--- INFORMATION SUPPLIED ---
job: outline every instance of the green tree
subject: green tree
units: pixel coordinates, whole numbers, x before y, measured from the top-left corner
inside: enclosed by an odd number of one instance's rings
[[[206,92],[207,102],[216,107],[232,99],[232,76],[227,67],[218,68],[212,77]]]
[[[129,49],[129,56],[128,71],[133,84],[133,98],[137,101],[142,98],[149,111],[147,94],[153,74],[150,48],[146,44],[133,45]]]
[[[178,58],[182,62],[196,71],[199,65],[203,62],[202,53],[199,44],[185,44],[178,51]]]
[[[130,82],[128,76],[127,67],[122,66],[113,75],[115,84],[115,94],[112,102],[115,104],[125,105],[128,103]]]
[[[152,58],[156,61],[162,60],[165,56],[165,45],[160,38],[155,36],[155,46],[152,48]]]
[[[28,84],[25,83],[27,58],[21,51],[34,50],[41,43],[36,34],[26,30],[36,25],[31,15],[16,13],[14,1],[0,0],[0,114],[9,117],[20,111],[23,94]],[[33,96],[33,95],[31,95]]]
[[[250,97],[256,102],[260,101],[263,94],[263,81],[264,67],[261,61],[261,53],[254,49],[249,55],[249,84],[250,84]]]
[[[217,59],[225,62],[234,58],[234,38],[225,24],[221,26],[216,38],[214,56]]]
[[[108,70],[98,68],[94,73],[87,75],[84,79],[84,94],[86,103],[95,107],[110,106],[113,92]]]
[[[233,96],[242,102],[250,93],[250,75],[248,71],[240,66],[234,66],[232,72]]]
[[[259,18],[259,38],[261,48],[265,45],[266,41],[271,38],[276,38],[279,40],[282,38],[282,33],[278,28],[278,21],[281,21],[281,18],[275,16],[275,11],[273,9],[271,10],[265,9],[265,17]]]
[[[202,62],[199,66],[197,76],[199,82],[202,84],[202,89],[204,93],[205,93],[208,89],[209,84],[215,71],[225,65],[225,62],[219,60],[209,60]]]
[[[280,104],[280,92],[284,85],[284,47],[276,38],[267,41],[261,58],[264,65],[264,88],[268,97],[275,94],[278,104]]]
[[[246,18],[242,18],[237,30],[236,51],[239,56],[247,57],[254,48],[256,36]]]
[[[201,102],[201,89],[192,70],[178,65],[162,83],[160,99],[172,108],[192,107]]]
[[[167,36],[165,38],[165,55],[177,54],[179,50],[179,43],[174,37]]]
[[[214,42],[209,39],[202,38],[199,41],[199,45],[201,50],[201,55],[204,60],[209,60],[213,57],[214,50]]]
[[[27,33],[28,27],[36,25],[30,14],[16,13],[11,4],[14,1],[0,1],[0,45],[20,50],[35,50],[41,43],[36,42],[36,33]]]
---
#### [REQUIRED WORK]
Extract every line of the entries that contains the string "instance". Case counts, so match uppercase and lowercase letters only as given.

#### [TASK OUTPUT]
job: outline every instance of the green tree
inside: enclosed by an odd number of one instance's rings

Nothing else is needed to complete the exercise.